PROVIDED PASSAGE:
***
Review: Sega Genesis Classics (Switch)

More than 50 games at an unbeatable price.

By Marc Deschamps. Posted 03/22/2019 06:00 Comment on this     ShareThis
The Final Grade
Editor's Choice
grade/score info
1-Up Mushroom for...
Tons of games; great presentation; easy-to-use save feature; terrific price
Poison Mushroom for...
Some games haven't aged as gracefully as others; some notable games excluded

Genesis was cool and Super Nintendo was not. That’s not true, obviously. After all, the SNES library has arguably aged better than the games that appeared on Sega’s console. But that was the spin, thanks to Sega of America’s terrific marketing machine. For kids on playgrounds throughout the early ‘90s, that was certainly enough to inspire furious debate. While much of the company’s success can be attributed more to marketing than quality, the Sega Genesis still housed a number of classic titles. Over the nearly two decades since Sega became a third party publisher, the Nintendo faithful have had plenty of opportunities to play some of Genesis’ finest games. That said, there has never been a better option than Sega Genesis Classics on Switch.

One of the first things players will notice about Sega Genesis Classics is just how sleek the overall presentation is. Things kick off with an opening montage featuring character sprites racing around the Genesis’ original system design. While many compilations tend to focus less on the original console and more on the games themselves, the Genesis itself plays an integral role in the package: players literally choose one of the compilation’s 50 plus games from a shelf and watch as the cartridge is plugged in before it boots up on a faux television set. The whole thing takes place in an era-appropriate bedroom adorned with posters featuring art from some of the games. These are very minor details, but they really give the package a distinctive flavor, forming connective tissue between games that are quite disparate in tone and genre.

That variety is a good thing, however. Any retro compilation succeeds or fails based on its content, and Sega Genesis Classics really shines in that department. Games like Sonic 2, Dr. Robotnik’s Mean Bean Machine, Phantasy Star II and ToeJam & Earl are just a few titles that appear in the compilation, and that should give players a sense of the genres represented within. Some of those games have aged better than others. Sonic the Hedgehog 2, in particular, holds up extremely well; its predecessor, however? Not so much. Old-school Sega fans would be better off picking up Sonic Mania or ToeJam & Earl: Back in the Groove than revisiting the original Sonic the Hedgehog or ToeJam & Earl: Panic on Funkotron. That said, newcomers will certainly be happy to get a chance to see the roots of these franchises, at the very least.

With any compilation, it’s easy to focus just as closely on the exclusions as it is to focus on the inclusions. That said, Sega Genesis Classics does have some very notable titles missing, including Sonic the Hedgehog 3 and Ecco the Dolphin. As with most retro collections, this one is also devoid of licensed games, as well; a shame as games like X-Men and Aladdin would help paint a fuller picture of what the console had to offer during its prime. These amount to minor gripes, though. While it certainly would have been nice to see even more games offered, it’s hard to hold it against Sega Genesis Classics considering just how many games it does manage to include, particularly at the title’s price point.
***
REQUIRED ACTIONS:
1. Rewrite the review from "Review: Sega Genesis" to "Poison Mushroom for...", replacing "terrific price" with "great value".
2. Which two titles does the review name as notable omissions from Sega Genesis Classics?

(Dataset entries)
***
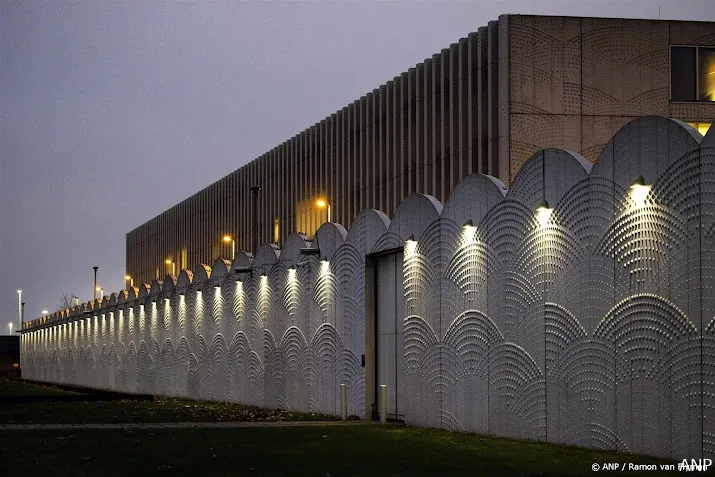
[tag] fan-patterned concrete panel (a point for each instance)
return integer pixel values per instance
(589, 323)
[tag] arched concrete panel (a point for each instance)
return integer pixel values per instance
***
ANSWERS TO THIS EXERCISE:
1.
Review: Sega Genesis Classics (Switch)

More than 50 games at an unbeatable price.

By Marc Deschamps. Posted 03/22/2019 06:00 Comment on this     ShareThis
The Final Grade
Editor's Choice
grade/score info
1-Up Mushroom for...
Tons of games; great presentation; easy-to-use save feature; great value
Poison Mushroom for...

2. Sonic the Hedgehog 3 and Ecco the Dolphin.